═══ Input
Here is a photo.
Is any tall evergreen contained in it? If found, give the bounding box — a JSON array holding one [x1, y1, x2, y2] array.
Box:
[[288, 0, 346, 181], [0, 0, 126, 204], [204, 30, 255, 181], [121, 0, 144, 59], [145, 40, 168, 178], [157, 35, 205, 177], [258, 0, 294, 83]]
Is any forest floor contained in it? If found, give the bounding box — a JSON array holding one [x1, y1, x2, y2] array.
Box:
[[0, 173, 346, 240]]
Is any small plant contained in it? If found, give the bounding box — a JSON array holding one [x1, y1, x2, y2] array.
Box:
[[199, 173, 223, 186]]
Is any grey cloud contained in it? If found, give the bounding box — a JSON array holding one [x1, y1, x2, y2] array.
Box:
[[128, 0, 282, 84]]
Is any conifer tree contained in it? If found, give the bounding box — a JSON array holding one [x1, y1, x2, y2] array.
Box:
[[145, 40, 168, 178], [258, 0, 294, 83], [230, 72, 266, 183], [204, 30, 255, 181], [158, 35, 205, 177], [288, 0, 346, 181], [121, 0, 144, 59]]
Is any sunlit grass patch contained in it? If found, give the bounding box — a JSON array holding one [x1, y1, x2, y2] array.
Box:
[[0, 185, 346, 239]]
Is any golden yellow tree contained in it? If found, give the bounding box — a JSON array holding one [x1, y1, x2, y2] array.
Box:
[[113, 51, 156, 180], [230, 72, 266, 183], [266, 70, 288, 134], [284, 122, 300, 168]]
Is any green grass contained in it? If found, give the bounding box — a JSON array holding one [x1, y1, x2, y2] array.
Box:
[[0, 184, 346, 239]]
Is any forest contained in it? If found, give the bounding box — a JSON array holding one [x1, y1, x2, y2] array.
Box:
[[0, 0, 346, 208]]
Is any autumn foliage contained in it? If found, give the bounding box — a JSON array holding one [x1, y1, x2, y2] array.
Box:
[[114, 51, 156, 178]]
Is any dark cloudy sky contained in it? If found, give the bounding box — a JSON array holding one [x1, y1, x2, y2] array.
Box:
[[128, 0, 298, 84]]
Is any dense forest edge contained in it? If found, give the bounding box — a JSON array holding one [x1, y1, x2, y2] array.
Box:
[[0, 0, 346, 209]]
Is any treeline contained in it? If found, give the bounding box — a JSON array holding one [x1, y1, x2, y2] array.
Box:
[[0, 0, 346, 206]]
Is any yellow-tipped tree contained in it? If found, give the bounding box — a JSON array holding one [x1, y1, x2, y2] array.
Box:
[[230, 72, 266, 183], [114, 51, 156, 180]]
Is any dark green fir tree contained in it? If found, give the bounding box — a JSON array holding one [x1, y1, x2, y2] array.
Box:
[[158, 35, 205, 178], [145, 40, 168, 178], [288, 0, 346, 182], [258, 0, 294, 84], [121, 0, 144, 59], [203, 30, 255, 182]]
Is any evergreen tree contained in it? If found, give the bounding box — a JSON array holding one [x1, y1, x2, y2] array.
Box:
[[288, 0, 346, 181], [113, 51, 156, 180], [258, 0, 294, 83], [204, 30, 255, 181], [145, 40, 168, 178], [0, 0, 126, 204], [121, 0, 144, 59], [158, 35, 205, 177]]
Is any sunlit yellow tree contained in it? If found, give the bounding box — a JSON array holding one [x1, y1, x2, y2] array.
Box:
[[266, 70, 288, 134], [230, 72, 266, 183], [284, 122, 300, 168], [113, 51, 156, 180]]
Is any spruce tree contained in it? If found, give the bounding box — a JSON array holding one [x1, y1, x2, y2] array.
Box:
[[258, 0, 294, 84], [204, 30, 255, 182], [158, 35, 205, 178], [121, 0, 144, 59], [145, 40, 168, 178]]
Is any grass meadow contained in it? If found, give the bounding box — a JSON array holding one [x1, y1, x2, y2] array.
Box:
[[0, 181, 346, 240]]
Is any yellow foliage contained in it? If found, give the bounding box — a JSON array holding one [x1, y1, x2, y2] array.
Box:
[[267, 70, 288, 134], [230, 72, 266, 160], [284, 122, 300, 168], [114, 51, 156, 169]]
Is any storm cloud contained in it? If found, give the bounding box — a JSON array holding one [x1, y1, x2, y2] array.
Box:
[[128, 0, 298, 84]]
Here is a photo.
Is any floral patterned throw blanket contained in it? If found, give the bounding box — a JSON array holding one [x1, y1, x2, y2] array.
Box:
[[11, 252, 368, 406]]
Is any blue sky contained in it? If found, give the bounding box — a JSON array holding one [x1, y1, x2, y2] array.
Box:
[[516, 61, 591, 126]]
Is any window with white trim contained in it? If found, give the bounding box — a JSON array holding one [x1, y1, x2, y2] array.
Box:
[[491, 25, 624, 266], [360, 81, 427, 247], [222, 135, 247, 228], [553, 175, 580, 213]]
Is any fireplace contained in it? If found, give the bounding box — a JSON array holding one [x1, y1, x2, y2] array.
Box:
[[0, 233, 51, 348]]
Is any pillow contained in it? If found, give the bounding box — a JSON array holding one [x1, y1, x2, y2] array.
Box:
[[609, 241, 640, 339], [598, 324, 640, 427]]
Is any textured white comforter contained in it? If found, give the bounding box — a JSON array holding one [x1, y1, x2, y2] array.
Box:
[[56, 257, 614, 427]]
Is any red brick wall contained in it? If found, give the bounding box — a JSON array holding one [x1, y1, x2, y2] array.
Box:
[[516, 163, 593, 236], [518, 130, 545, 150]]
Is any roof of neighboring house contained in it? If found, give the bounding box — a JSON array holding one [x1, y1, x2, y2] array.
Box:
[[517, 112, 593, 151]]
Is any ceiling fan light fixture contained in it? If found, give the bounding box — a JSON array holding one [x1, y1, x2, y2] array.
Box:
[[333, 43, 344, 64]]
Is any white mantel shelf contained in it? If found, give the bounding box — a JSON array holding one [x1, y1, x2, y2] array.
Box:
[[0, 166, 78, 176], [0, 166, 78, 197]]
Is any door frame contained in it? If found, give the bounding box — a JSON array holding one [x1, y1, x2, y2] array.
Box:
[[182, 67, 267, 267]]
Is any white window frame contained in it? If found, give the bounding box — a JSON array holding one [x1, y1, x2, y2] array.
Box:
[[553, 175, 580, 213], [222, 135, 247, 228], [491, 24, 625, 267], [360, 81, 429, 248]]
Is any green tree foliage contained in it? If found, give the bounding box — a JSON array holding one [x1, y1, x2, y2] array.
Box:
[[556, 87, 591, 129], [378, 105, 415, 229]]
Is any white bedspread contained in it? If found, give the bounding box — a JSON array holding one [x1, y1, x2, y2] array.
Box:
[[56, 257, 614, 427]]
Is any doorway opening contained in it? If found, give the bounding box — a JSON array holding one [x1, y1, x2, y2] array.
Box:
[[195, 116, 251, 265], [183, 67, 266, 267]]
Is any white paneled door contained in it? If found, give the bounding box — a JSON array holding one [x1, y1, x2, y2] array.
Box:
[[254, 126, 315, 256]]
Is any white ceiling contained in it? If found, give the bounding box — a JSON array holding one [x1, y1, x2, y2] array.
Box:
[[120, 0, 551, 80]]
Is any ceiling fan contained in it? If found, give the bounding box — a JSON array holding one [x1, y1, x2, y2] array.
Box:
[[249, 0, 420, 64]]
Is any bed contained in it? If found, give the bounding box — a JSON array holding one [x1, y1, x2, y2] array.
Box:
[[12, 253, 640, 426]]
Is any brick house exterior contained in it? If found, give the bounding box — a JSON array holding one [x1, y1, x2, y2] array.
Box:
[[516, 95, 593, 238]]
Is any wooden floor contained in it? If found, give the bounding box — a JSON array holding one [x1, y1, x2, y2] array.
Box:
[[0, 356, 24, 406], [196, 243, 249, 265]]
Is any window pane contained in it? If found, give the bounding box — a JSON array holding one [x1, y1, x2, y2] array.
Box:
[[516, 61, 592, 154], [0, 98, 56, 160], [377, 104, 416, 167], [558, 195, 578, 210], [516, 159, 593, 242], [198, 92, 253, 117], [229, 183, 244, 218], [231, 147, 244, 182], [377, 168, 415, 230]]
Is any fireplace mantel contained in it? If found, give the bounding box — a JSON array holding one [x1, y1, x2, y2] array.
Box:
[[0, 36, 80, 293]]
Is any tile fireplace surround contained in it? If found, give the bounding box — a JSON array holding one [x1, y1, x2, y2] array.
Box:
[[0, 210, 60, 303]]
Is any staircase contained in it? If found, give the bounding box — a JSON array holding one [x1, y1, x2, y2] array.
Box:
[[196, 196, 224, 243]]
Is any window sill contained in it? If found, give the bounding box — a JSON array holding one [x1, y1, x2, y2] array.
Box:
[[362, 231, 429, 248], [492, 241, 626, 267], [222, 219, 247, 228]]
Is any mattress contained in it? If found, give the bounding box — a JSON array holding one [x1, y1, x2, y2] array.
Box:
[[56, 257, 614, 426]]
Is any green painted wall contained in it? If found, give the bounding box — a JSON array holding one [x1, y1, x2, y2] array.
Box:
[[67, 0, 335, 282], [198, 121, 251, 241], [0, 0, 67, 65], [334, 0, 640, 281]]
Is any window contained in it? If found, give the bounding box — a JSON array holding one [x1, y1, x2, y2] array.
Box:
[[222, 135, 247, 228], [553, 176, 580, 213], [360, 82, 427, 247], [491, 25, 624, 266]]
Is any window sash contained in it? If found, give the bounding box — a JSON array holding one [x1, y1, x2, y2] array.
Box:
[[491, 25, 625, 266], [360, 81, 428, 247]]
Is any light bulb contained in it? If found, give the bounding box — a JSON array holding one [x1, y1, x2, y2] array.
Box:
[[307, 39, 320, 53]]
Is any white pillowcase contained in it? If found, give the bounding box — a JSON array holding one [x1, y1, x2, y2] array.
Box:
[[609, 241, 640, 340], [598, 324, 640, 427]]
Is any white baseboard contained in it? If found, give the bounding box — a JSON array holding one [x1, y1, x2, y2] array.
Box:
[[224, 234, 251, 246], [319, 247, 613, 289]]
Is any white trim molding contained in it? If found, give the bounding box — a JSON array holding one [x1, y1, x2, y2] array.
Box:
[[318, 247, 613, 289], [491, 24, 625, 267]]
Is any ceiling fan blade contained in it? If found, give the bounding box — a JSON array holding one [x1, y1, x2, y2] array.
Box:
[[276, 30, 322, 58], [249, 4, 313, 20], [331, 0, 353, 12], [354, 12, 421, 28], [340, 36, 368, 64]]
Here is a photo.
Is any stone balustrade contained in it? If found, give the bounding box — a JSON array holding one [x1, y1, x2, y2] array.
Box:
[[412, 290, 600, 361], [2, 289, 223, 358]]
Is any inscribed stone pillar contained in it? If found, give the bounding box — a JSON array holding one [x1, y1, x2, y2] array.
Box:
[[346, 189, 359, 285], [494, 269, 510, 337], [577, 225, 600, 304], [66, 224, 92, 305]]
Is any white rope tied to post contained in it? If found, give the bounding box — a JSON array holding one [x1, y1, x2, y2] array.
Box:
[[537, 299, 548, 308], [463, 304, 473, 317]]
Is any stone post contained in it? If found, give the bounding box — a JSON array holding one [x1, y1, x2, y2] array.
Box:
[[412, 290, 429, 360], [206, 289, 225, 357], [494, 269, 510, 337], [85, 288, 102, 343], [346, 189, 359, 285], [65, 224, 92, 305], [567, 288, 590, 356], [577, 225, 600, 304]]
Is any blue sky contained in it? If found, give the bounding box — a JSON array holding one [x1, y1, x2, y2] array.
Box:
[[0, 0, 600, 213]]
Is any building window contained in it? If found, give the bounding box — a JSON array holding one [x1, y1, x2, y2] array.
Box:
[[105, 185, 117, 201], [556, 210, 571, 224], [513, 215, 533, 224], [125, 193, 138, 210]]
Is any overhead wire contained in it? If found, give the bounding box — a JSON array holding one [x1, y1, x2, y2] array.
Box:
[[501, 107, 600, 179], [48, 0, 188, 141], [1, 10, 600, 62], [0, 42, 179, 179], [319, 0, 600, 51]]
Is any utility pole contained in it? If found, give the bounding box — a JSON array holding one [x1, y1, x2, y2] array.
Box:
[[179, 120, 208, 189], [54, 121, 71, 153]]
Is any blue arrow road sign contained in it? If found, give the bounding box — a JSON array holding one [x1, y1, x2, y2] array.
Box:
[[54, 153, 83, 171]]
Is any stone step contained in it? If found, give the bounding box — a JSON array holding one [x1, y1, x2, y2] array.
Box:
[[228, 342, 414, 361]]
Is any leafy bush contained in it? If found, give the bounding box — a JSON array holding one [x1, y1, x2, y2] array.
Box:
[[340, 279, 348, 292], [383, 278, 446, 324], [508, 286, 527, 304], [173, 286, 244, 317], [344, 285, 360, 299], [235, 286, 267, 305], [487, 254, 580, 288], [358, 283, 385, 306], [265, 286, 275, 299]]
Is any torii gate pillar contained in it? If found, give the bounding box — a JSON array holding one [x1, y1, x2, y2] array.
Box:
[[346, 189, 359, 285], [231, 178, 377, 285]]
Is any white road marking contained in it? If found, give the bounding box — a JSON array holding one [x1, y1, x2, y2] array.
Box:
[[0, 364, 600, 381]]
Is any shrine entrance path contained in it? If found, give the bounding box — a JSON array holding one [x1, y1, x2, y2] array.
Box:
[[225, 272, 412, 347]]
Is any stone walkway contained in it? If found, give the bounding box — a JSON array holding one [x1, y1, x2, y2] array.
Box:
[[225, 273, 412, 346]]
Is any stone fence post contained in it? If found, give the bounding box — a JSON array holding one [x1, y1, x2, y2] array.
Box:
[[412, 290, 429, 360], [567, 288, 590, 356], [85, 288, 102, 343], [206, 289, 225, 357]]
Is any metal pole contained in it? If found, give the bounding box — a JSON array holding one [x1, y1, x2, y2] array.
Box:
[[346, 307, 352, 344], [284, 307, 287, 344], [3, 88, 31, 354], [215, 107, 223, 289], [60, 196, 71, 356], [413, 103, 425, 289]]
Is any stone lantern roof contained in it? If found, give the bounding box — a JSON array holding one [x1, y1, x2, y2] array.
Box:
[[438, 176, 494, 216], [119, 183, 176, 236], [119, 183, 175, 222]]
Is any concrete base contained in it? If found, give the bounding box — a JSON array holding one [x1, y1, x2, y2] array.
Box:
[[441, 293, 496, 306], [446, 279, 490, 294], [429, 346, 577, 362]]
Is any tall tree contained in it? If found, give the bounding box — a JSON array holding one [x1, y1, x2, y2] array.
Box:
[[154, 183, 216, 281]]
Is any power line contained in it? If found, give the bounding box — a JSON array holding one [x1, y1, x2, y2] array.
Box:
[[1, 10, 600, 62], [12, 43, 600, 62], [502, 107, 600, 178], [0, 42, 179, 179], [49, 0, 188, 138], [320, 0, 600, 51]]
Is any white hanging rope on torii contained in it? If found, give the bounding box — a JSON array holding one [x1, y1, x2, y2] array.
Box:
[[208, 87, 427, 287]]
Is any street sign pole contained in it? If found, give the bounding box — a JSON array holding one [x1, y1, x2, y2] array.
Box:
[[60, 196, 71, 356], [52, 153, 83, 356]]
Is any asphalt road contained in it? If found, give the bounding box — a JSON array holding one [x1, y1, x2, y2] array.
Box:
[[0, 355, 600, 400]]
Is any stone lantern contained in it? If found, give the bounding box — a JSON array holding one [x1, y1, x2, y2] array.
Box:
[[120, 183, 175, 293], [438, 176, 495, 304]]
══════
◆ **Given problem**
Set out exactly the run of lines that begins at the line holding "Is any street" and ends at the last line of the data.

◆ **Result of this task**
Is any street sign pole contained in it? If found, give the bounding box — a JSON array holding one [x1, y1, x2, y2] array.
Box:
[[60, 196, 71, 356], [52, 153, 83, 356]]
Is any asphalt road contained in it? If found, give the bounding box — a JSON array holding one [x1, y1, x2, y2] array.
Box:
[[0, 355, 600, 400]]
Is any stone lantern contained in it? If found, give the bounding box — a JSON array holding one [x1, y1, x2, y2] array.
Box:
[[120, 183, 175, 293], [438, 176, 495, 304]]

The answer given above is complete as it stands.